### Sumber:
______________________________

Ada persambungan dan persamaan antara
ijab dan qabul.
b.
Tidak dikenakan syarat-syarat
tertentu.
c.
Tidak disyaratkan dengan jangka waktu
tetentu. Hibah disyaratkan dengan waktu tertentu seperti yang berlaku dalam al-‘umra dan al-ruqubaadalah sah hukumnya tetapi syarat tersebut batal.
Berdasarkan KHI dapat
disimpulkan, suatu hibah itu sudah sah dengan adanya ijab dan qabul dengan
perkataan atau dengan memberi hartanya tanpa meminta imbalan ('iwad). Menurut mazhab Maliki dan
Shafi’i penerimaan (Qabul) itu
semestinya menentukan sah atau tidaknya hibah tersebut. Sebaliknya menurut
mazhab Hanafi menganggap bahwa ijab saja sudah memadai untuk menentukan sahnya
sesuatu hibah tersebut. [2]
5.
Penerimaan barang (Al-Qabd) dalam hibah istilah tersebut
yang artinya adalah penerimaan barang bermaksud untuk mendapat, menguasai dan
boleh melakukan tasarruf terhadap
barang atau harta tersebut. Menurut mazhab Hanbali dan Maliki penerimaan barang
tidak disyaratkan dalam suatu hibah, karena dengan akad sudah terpenuhi.
Apabila salah satu pihak pemberi hibah atau penerima hibah meninggal sebelum
penyerahan barang dan penerimaan barang yang merupakan salah satu syarat hibah
maka tersebut batal. [3]
Apakah Hibah Boleh Dilakukan Pembatalan…?

______________________________

### Yang Dikerjakan:
a) Dalam teks tentang hibah, apa alasan mazhab Hanbali dan Maliki tidak mensyaratkan penerimaan barang? Jelaskan dalam satu sampai tiga kalimat.
b) Tulis lanjutan teks tentang hibah, mulai setelah kalimat terakhirnya.
Baris-baris berikut tidak dipakai dalam tugas apa pun.

### Kutipan Sumber:
______________________________

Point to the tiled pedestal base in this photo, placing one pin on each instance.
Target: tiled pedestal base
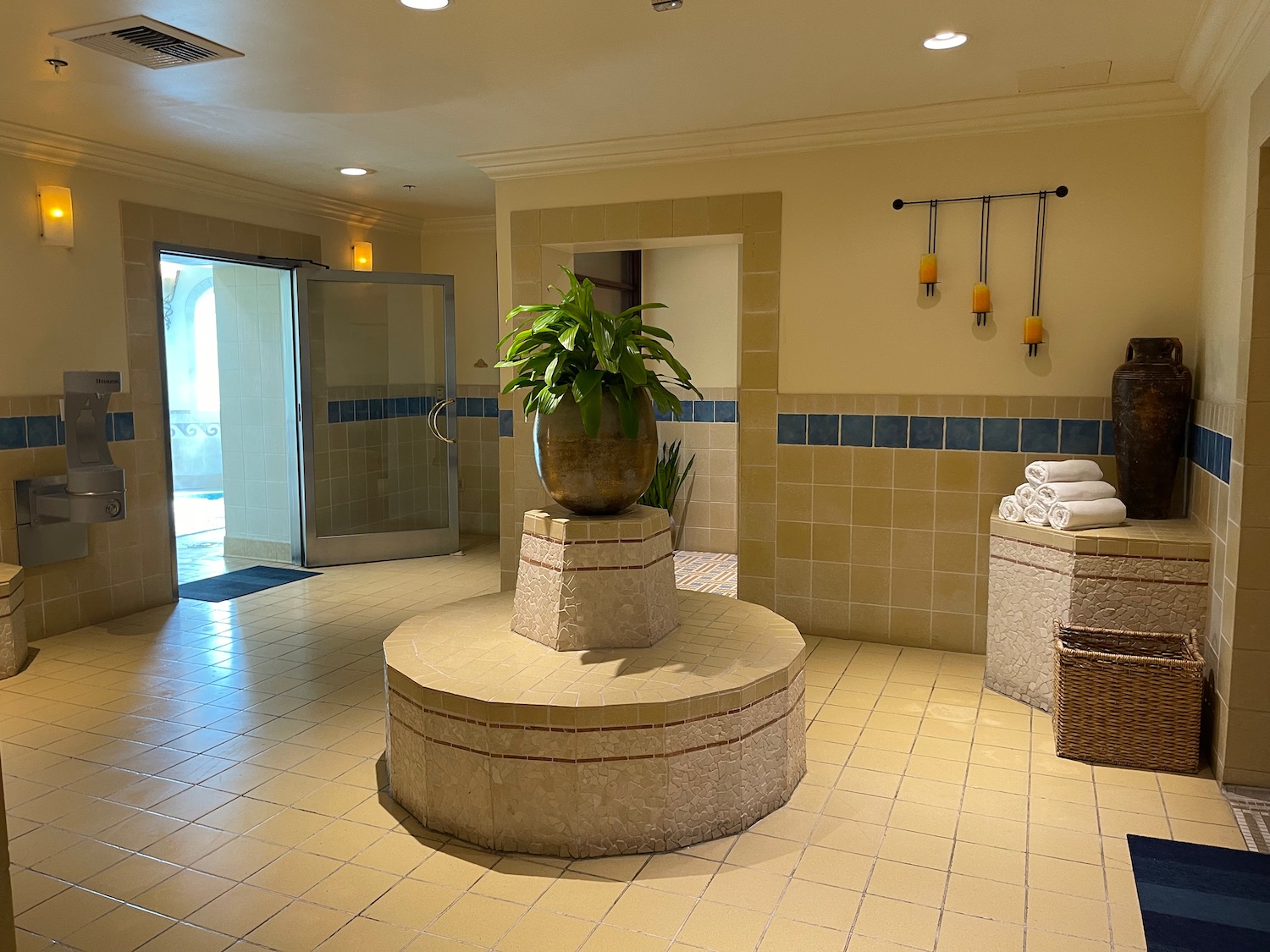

______________________________

### Jawaban Tugas:
a) Mazhab Hanbali dan Maliki tidak mensyaratkan penerimaan barang (al-qabd) dalam hibah karena dengan akad, hibah itu sudah terpenuhi.

b)
Berdasarkan
penjelasan tentang pengertian dan prosedur pemberian hibah diatas dapat dilihat
beberapa hal yang dapat menjadikan suatu hibah itu dapat dibatalkan, yaitu jika
hibah itu meliputi benda-benda yang akan ada di kemudian hari, jika penghibah
memperjanjikan bahwa ia tetap berusaha untuk menjual atau memberikan kepada
orang lain suatu benda yang termasuk dalam hibah, jika dibuat dengan syarat
bahwa penerima hibah akan melunasi utang-utang atau beban-beban lain dan jika
penerima hibah belum dewasa atau belum cakap hukum.
Berdasarkan
Pasal 1688 KUHPerdata pada asasnya hibah tidak dapat ditarik kembali maupun
dibatalkan, kecuali:
1.
Karena tidak dipenuhi syarat-syarat
dengan mana penghibaan telah dilakukan;
2.
Jika si penerima hibah telah bersalah
melakukan atau membantu melakukan kejahatan yang bertujuan mengambil jiwa si
penghibah atau suatu kejahatan lain terhadap si penghibah;
3.
Jika ia menolak memberikan tunjangan
nafkah kepada si penghibah, setelah orang ini jatuh dalam kemiskinan.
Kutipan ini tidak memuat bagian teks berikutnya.